==== STORED ROWS

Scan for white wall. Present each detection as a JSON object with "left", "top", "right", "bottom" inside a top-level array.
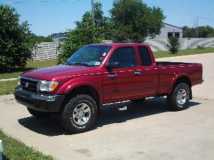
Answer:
[{"left": 145, "top": 38, "right": 214, "bottom": 51}]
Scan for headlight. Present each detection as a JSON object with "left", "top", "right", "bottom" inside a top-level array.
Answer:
[{"left": 38, "top": 81, "right": 59, "bottom": 92}]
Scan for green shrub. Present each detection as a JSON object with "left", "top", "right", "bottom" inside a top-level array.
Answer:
[
  {"left": 0, "top": 5, "right": 32, "bottom": 71},
  {"left": 167, "top": 37, "right": 180, "bottom": 54}
]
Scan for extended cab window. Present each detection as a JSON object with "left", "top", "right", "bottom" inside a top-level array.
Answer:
[
  {"left": 139, "top": 47, "right": 152, "bottom": 66},
  {"left": 66, "top": 45, "right": 111, "bottom": 66},
  {"left": 109, "top": 47, "right": 136, "bottom": 67}
]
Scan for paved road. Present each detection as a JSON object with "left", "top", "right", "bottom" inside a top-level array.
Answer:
[{"left": 0, "top": 54, "right": 214, "bottom": 160}]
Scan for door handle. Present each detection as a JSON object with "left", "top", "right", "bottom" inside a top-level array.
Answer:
[
  {"left": 134, "top": 71, "right": 143, "bottom": 76},
  {"left": 108, "top": 73, "right": 117, "bottom": 79}
]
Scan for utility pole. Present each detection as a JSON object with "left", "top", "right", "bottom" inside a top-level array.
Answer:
[{"left": 91, "top": 0, "right": 95, "bottom": 26}]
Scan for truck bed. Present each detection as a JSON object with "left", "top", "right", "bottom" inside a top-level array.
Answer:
[{"left": 156, "top": 61, "right": 197, "bottom": 67}]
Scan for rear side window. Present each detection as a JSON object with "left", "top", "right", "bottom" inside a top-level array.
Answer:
[
  {"left": 139, "top": 47, "right": 152, "bottom": 66},
  {"left": 109, "top": 47, "right": 136, "bottom": 67}
]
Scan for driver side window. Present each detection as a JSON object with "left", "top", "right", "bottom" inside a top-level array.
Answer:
[{"left": 109, "top": 47, "right": 136, "bottom": 68}]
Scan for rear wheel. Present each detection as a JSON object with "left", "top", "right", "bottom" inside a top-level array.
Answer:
[
  {"left": 61, "top": 95, "right": 98, "bottom": 133},
  {"left": 27, "top": 108, "right": 50, "bottom": 118},
  {"left": 168, "top": 83, "right": 191, "bottom": 110},
  {"left": 132, "top": 98, "right": 146, "bottom": 103}
]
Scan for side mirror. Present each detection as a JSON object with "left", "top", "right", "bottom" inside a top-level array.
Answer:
[{"left": 106, "top": 62, "right": 120, "bottom": 72}]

========

◆ THE TASK: Rewrite the material from the line containing "Scan for truck" through the end, replacing "rear" with "back" and keeping everything else unchanged. Give only those lines.

◆ ANSWER TO THIS PROBLEM:
Scan for truck bed. Present each detection as a JSON object with "left", "top", "right", "bottom" inside a top-level array.
Answer:
[{"left": 156, "top": 61, "right": 197, "bottom": 67}]
Scan for back side window. Present each detection as a JSON object with "left", "top", "right", "bottom" inside a top-level array.
Answer:
[
  {"left": 139, "top": 47, "right": 152, "bottom": 66},
  {"left": 109, "top": 47, "right": 136, "bottom": 67}
]
Scan for driver side window. Present each detection as a JSON object with "left", "top", "right", "bottom" inside a top-level array.
Answer:
[{"left": 109, "top": 47, "right": 136, "bottom": 68}]
Scan for back wheel. Present each detection as a JSON object with "left", "top", "right", "bottom" inside a top-level array.
Answer:
[
  {"left": 61, "top": 95, "right": 98, "bottom": 133},
  {"left": 27, "top": 108, "right": 50, "bottom": 118},
  {"left": 168, "top": 83, "right": 191, "bottom": 110},
  {"left": 132, "top": 98, "right": 146, "bottom": 103}
]
Scan for side mirror. Present each detection as a JSON object with "left", "top", "right", "bottom" inside a top-level array.
Answer:
[{"left": 106, "top": 62, "right": 120, "bottom": 72}]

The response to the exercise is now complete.